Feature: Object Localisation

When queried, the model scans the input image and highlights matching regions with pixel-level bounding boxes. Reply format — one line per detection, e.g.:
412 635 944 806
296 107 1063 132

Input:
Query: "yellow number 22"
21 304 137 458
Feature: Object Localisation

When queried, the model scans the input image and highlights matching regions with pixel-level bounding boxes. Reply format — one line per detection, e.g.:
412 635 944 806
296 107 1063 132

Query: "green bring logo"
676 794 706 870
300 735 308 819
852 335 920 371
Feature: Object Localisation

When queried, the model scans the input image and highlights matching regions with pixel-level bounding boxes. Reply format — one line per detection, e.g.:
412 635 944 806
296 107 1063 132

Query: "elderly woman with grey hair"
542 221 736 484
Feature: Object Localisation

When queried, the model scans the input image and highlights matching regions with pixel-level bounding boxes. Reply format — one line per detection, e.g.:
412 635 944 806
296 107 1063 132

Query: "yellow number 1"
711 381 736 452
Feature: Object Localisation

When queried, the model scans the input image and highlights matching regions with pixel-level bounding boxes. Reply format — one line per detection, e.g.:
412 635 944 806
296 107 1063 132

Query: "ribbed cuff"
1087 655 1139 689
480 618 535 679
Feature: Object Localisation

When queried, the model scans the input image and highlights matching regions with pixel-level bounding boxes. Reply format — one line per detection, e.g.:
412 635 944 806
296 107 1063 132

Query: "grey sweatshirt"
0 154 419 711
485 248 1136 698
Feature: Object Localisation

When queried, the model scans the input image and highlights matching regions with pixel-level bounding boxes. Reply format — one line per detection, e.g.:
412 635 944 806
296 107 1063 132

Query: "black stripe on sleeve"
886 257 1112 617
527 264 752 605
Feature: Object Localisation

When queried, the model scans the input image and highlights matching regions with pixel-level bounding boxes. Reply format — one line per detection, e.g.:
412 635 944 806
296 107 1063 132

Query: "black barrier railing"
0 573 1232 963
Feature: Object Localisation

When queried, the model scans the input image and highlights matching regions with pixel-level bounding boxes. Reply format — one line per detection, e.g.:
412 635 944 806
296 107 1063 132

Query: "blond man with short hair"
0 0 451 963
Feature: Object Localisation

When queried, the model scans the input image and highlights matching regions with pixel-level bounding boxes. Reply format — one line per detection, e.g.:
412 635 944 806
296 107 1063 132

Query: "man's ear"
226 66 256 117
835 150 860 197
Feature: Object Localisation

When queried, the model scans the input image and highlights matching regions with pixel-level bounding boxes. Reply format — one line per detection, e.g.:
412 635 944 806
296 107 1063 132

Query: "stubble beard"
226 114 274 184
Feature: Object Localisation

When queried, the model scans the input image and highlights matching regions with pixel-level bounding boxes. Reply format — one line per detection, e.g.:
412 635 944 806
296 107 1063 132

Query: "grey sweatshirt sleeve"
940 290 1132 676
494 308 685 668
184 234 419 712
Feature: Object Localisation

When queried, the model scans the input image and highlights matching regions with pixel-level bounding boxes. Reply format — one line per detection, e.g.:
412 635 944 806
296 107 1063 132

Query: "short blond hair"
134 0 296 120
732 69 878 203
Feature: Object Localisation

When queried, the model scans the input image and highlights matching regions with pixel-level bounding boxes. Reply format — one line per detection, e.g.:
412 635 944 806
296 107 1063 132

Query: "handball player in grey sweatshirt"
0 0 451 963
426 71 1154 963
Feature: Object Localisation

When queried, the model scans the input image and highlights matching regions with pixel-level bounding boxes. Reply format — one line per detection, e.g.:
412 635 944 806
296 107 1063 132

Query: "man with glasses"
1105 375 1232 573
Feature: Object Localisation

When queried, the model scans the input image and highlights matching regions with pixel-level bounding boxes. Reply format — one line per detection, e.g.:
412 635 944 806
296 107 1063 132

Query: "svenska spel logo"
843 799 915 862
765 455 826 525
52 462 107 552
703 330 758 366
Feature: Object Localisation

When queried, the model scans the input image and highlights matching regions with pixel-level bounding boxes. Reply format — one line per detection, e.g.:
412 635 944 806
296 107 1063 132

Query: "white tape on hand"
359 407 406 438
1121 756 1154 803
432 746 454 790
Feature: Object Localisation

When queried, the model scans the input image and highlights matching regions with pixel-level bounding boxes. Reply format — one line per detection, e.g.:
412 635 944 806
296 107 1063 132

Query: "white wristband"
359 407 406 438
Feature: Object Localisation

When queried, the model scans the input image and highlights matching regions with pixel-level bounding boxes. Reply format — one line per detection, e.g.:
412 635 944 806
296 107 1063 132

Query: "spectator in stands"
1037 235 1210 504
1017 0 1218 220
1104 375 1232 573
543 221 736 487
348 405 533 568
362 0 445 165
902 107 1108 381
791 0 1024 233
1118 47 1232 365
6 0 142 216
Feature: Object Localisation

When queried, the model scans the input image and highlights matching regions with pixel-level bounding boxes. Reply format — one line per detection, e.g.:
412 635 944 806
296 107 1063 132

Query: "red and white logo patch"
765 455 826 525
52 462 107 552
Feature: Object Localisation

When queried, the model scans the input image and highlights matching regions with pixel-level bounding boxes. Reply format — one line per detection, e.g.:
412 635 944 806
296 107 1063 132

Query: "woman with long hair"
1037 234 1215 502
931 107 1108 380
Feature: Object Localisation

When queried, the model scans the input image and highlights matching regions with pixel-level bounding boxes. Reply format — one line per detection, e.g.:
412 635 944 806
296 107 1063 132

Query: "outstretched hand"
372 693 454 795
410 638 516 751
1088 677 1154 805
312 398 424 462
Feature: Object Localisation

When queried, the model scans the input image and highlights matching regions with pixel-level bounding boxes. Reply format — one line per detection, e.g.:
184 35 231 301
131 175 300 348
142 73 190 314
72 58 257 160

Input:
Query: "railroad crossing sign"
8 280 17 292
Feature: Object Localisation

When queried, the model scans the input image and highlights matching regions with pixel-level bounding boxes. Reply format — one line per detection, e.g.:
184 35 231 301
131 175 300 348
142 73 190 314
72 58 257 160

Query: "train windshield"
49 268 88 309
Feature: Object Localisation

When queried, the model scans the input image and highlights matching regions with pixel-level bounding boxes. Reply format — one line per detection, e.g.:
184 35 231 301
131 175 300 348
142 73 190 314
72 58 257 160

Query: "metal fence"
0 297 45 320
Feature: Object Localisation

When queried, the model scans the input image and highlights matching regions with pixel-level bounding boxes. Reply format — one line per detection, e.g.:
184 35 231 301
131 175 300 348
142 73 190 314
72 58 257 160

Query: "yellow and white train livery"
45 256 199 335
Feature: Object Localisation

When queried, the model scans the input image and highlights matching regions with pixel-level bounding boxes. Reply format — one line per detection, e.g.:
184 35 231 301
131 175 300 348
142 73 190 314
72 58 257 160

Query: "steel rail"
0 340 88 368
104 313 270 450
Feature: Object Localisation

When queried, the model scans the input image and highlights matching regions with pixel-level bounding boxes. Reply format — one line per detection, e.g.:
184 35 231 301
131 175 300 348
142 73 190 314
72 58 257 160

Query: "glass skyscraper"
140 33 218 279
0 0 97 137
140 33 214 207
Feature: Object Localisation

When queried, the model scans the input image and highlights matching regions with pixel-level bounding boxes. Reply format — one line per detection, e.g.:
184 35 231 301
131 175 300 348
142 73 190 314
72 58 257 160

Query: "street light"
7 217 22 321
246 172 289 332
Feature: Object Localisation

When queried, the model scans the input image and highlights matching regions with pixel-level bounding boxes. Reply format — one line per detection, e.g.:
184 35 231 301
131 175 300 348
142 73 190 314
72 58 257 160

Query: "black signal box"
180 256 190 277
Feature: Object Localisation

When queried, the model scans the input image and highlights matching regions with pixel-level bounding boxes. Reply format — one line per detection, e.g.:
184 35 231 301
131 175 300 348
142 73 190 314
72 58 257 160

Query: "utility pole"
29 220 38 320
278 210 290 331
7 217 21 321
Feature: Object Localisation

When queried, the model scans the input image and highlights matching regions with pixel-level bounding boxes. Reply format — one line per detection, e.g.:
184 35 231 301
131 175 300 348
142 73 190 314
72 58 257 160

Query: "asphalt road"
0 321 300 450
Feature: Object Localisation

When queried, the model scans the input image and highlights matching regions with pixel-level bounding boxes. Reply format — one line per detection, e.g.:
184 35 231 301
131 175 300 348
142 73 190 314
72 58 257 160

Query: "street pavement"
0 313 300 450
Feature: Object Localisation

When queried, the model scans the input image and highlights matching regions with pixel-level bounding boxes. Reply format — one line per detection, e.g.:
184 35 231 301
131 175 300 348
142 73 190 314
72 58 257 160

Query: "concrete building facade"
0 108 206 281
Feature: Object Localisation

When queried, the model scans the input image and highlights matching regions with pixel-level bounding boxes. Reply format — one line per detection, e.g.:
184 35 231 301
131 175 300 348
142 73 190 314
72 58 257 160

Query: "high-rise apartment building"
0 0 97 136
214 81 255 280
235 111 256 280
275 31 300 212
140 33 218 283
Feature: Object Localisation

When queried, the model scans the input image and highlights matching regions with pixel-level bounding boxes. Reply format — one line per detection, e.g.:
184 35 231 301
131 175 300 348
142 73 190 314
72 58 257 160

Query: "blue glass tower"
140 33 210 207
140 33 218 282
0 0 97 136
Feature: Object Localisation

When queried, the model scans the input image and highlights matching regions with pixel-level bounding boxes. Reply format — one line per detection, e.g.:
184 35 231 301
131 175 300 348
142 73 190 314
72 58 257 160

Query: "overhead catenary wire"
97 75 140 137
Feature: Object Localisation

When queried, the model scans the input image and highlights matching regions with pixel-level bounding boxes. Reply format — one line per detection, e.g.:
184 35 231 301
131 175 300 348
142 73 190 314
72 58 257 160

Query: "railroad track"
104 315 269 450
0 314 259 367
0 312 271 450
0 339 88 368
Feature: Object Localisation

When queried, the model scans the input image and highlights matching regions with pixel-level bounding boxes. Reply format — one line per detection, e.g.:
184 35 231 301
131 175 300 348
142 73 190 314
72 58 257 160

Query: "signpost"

> [What is being asked] Copy the material above word for word, from its first line through the line containing "852 335 920 371", with both of those lines included.

> [Written solution]
Feature: Object Localisation

When queried, the model scans the input image and highlights matching regions with pixel-level bounding boxes. Reply format — one line per detection, e.g.:
412 635 944 806
296 107 1063 132

Input:
Query: "yellow number 22"
21 304 137 458
Feature: Object Localisation

When queried, the model scans the input image and highlights matching regions with pixel-level bounding boxes. Reply format — one line per detection, e.g.:
412 635 944 806
296 107 1063 132

Query: "green bring logo"
676 794 706 870
300 735 308 819
852 335 920 371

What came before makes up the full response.